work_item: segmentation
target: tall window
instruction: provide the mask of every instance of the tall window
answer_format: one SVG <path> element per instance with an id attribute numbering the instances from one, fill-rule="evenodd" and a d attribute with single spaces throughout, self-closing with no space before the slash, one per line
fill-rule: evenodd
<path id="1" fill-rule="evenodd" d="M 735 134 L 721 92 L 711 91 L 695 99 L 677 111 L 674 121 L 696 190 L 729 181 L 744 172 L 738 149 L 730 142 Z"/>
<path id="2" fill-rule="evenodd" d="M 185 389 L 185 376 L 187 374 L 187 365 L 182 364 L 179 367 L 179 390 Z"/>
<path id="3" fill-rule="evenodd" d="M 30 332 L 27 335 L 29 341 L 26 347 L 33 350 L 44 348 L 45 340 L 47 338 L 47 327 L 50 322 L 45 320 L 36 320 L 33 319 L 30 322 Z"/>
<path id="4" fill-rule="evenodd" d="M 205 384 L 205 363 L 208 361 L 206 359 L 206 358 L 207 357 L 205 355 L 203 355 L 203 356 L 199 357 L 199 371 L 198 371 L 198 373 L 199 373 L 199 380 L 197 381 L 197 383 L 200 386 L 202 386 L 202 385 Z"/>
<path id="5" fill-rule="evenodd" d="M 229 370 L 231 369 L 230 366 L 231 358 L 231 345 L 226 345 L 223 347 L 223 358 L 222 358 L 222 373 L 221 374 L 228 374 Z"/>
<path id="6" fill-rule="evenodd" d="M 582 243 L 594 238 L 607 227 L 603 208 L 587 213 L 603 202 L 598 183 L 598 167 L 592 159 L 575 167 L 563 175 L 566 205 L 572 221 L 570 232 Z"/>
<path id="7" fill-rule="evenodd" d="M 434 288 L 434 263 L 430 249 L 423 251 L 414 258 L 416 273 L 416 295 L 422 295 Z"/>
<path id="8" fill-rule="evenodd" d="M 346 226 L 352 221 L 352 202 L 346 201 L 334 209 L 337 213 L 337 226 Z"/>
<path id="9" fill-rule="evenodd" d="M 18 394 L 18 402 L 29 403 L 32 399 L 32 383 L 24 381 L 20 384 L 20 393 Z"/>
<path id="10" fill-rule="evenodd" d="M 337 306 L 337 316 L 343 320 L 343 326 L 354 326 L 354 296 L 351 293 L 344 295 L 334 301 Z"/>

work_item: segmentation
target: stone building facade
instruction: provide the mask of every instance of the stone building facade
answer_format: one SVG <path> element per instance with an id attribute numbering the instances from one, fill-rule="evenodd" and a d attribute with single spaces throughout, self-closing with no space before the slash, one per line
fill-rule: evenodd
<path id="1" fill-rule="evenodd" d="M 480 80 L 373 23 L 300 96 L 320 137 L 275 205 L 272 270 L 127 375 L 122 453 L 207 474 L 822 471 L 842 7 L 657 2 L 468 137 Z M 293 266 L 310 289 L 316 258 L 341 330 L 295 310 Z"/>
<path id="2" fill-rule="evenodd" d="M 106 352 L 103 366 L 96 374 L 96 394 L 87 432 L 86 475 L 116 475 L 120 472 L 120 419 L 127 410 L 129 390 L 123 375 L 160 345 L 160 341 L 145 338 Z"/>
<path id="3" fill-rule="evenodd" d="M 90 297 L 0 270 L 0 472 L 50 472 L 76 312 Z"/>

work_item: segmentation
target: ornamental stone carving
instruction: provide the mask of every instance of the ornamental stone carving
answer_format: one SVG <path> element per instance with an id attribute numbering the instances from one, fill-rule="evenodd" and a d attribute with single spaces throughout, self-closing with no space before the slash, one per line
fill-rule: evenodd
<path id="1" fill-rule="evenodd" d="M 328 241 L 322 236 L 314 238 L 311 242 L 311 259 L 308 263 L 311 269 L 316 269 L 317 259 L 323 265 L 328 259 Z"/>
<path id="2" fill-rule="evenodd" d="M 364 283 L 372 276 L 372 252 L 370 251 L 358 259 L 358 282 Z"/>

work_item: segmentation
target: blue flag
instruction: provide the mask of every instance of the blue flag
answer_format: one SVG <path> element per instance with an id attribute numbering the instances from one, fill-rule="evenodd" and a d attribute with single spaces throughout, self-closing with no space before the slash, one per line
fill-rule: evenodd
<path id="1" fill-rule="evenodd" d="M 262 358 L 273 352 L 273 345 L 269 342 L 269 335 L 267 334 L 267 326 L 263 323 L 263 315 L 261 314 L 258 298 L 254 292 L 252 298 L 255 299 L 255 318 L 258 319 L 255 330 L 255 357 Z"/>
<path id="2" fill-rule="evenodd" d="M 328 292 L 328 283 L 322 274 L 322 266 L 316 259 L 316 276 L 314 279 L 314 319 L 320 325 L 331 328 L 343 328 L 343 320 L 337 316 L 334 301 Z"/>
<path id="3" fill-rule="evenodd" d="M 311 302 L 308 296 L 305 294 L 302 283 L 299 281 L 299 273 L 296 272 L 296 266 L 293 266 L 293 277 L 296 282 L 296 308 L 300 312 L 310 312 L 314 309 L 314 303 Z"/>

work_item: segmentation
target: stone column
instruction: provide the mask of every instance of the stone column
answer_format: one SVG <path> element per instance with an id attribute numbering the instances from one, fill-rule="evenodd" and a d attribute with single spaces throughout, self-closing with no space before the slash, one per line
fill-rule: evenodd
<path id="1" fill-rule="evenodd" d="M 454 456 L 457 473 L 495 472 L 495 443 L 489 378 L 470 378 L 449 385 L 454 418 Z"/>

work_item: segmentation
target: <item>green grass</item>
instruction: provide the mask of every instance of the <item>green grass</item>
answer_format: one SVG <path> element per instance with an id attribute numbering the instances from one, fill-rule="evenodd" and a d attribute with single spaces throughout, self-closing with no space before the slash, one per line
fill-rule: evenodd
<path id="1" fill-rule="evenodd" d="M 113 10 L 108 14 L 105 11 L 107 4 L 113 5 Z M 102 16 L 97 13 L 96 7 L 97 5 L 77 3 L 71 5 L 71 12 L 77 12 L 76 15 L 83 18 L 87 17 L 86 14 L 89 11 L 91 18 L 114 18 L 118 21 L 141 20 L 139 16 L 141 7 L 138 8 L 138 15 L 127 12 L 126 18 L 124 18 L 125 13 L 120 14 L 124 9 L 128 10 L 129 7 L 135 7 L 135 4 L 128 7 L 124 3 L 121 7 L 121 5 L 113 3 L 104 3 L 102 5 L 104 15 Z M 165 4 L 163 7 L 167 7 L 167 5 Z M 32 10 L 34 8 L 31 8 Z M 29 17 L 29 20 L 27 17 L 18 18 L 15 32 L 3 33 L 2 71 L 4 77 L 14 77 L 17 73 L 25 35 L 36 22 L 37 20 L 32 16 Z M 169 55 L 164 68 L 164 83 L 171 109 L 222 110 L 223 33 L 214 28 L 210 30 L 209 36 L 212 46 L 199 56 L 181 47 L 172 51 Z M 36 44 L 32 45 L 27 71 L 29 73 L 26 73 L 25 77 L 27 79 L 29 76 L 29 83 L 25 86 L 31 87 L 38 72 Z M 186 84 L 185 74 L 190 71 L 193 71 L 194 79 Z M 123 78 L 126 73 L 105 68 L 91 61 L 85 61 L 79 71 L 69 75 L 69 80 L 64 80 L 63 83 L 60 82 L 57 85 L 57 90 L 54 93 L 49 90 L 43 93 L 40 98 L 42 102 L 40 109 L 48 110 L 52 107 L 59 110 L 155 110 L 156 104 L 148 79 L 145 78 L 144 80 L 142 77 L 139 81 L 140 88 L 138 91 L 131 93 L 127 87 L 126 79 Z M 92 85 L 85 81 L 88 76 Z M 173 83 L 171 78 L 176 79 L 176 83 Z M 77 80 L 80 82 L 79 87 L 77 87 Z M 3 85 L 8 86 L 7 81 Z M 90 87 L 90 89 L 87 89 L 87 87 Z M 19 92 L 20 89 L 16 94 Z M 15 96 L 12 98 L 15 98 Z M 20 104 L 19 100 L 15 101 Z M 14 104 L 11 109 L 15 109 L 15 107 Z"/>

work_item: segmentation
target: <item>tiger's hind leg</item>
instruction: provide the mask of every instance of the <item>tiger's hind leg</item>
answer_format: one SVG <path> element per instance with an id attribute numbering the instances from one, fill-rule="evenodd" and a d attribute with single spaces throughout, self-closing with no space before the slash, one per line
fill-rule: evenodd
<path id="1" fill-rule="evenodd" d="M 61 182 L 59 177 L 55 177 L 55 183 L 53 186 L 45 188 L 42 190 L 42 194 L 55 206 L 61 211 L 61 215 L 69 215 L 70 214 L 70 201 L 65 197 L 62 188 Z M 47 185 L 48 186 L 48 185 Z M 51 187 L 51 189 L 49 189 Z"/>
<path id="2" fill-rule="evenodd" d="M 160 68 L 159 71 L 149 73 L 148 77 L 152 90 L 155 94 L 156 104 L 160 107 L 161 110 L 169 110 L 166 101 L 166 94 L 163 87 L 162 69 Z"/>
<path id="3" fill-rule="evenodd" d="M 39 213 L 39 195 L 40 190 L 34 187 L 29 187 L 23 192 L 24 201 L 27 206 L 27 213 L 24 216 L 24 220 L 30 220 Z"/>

### Work instructions:
Reproduce the items verbatim from their first line through the line containing "735 134 L 721", including that line.

### Correct output:
work_item: segmentation
target: tall window
instruction: provide the mask of every instance of the tall window
answer_format: one SVG <path> element per instance with an id attribute numbering the instances from one, fill-rule="evenodd" and a d attribute with single spaces throughout, self-closing with no space before the slash, one per line
fill-rule: evenodd
<path id="1" fill-rule="evenodd" d="M 735 134 L 721 92 L 711 91 L 695 99 L 677 111 L 674 121 L 696 190 L 729 181 L 744 172 L 738 149 L 730 142 Z"/>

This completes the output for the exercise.